■ **Aim of the task**:
Recast the lines of the listing below as a Markdown table, starting at the line containing "708, row 592." and ending at the line containing "column 706, row 730". Use the columns Index and Entry, give each row a number, and leave out blank lines.
# # # #
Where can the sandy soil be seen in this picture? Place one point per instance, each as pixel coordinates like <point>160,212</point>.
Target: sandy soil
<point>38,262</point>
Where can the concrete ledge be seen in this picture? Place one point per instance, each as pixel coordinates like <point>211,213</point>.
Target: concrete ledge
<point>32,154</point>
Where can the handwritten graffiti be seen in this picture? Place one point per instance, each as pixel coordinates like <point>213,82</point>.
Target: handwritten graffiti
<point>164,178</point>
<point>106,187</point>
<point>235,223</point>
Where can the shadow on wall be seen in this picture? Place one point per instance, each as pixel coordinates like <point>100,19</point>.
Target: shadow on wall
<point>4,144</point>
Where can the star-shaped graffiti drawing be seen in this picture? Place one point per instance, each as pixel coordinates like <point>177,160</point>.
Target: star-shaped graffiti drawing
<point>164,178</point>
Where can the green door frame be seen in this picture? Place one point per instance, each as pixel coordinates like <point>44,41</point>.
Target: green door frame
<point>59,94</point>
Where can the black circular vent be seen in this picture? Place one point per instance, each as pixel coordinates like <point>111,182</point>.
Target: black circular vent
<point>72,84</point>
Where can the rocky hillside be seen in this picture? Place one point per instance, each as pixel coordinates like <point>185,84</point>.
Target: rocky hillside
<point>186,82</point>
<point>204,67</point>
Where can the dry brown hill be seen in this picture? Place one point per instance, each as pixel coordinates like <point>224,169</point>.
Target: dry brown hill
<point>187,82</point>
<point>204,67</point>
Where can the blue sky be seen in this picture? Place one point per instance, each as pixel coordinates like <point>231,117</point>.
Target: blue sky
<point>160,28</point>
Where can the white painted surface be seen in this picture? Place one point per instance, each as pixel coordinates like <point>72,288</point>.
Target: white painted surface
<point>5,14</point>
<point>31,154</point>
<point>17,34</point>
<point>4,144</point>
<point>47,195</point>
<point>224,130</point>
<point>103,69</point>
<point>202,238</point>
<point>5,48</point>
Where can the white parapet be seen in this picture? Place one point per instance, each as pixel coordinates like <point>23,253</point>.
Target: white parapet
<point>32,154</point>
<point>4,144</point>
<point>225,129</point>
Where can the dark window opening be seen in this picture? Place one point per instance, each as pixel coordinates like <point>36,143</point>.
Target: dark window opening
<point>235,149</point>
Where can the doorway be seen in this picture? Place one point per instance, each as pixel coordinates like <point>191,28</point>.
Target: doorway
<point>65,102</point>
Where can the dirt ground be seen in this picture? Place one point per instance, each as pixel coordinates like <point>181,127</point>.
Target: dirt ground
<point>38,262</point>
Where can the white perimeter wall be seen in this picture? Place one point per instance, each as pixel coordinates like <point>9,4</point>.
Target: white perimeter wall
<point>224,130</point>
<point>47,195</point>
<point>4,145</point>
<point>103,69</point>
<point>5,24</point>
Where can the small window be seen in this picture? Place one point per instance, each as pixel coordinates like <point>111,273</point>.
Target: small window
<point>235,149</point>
# # # #
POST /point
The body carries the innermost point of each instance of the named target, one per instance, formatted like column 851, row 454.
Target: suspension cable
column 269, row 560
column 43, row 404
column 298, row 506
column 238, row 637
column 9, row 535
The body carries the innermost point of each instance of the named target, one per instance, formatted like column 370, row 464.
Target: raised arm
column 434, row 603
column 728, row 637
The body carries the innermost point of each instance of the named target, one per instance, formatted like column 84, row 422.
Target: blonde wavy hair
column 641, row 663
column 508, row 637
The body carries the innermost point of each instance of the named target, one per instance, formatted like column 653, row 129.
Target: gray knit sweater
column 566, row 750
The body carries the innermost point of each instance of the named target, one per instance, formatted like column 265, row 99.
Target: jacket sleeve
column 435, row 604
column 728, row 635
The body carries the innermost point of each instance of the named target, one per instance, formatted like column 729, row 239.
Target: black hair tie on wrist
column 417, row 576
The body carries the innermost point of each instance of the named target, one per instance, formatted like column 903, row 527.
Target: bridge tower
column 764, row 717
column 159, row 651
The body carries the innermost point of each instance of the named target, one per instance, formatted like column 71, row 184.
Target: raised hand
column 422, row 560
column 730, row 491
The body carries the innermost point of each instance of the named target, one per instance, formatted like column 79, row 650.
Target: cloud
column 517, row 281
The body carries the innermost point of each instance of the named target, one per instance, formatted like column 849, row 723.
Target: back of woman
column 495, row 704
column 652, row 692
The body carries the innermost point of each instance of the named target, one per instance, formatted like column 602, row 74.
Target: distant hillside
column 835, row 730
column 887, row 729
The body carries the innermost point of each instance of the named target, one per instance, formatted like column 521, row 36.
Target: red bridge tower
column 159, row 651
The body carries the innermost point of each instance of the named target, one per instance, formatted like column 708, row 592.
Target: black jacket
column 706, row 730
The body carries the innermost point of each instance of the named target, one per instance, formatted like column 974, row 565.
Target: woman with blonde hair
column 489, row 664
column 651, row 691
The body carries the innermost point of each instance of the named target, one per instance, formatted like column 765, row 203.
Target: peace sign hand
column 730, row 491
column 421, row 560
# # # #
■ **Result for this exercise**:
| Index | Entry |
|---|---|
| 1 | The body carries the innermost point of each instance of the named target, one per instance, formatted like column 708, row 592. |
| 2 | Target: black jacket |
| 3 | column 706, row 730 |